▶ Set exercise:
Locate each line in the records below that contains the word "grandstand", and copy those lines.

▶ Entries:

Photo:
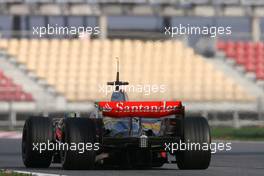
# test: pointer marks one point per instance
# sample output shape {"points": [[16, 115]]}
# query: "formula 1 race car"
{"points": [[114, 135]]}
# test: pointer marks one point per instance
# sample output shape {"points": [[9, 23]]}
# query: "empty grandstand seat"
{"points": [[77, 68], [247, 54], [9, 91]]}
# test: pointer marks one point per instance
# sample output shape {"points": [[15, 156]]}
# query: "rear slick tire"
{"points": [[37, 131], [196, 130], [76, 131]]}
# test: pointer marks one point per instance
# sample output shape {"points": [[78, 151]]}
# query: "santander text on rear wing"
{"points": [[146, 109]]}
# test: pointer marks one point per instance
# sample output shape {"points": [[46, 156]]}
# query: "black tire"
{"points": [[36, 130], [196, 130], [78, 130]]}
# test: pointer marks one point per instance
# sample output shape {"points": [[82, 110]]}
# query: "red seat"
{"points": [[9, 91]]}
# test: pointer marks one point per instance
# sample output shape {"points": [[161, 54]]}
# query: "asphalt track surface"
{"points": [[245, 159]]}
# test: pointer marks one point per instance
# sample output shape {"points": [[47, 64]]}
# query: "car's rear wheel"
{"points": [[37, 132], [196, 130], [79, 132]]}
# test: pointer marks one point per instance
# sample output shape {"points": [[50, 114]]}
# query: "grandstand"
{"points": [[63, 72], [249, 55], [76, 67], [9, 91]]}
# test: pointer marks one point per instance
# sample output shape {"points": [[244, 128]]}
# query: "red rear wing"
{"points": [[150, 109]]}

* * *

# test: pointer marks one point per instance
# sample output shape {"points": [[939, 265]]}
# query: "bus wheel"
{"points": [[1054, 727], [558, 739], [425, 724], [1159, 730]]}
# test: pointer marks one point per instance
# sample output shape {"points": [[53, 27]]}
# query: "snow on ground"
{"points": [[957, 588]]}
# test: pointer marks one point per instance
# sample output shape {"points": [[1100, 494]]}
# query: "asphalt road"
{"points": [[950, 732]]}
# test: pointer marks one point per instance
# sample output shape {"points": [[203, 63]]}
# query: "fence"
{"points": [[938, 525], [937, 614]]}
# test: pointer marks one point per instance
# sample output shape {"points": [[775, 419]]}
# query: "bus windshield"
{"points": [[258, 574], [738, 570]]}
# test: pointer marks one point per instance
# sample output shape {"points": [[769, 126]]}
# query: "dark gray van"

▶ Reply to the exercise:
# query: "empty grandstand seat"
# query: "grandstand"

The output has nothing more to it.